■ Consignes ■
A. Selon l'extrait sur l'intuition du philosophe, à quoi se réduit toute la complexité de sa doctrine ?
B. Dans les enregistrements, reproduisez à l'identique les lignes allant de celle qui contient « the airplane in » jusqu'à celle qui contient « pixel 123 112 », celle-ci comprise.

━━━ Extrait étudié

En ce point est quelque chose de simple, d’infiniment simple, de si extraordinairement simple que le philosophe n’a jamais réussi à le dire. Et c’est pourquoi il a parlé toute sa vie. Il ne pouvait formuler ce qu’il avait dans l’esprit sans se sentir obligé de corriger sa formule, puis de corriger sa correction — ainsi, de théorie en théorie, se rectifiant alors qu’il croyait se compléter, il n’a fait autre chose, par une complication qui appelait la complication et par des développements juxtaposés à des développements, que rendre avec une approximation croissante la simplicité de son intuition originelle. Toute la complexité de sa doctrine, qui irait à l’infini, n’est donc que l’incommensurabilité entre son intuition simple et les moyens dont il disposait pour l’exprimer.

━━━━━━
━━━ Entrées extraites

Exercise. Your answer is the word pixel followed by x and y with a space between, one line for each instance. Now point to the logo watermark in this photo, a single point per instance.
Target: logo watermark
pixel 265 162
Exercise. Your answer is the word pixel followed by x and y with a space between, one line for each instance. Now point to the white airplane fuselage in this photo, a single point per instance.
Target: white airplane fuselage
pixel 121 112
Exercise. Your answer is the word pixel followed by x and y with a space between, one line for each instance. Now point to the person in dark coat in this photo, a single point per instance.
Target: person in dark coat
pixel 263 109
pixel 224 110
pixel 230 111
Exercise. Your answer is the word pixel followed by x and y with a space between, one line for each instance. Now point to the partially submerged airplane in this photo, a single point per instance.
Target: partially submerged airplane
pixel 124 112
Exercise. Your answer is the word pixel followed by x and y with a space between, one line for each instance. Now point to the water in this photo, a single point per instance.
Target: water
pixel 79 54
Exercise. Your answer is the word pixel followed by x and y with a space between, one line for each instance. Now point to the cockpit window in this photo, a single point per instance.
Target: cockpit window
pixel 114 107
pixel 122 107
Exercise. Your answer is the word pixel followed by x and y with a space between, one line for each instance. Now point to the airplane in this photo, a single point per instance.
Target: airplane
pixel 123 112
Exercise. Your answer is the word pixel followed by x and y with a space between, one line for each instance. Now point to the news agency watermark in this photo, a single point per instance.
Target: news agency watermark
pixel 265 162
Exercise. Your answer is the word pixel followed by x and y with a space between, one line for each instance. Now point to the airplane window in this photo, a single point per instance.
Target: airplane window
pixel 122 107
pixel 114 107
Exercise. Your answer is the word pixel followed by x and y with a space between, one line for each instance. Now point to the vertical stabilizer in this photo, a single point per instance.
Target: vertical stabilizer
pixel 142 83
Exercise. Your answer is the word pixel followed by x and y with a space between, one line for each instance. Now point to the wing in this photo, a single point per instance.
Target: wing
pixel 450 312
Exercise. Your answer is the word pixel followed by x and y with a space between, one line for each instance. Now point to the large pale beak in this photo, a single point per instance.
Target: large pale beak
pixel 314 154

━━━━━━

■ Corrigé détaillé ■
A. Elle n'est que l'incommensurabilité entre son intuition simple et les moyens dont il disposait pour l'exprimer.

B.
Exercise. Your answer is the word pixel followed by x and y with a space between, one line for each instance. Now point to the airplane in this photo, a single point per instance.
Target: airplane
pixel 123 112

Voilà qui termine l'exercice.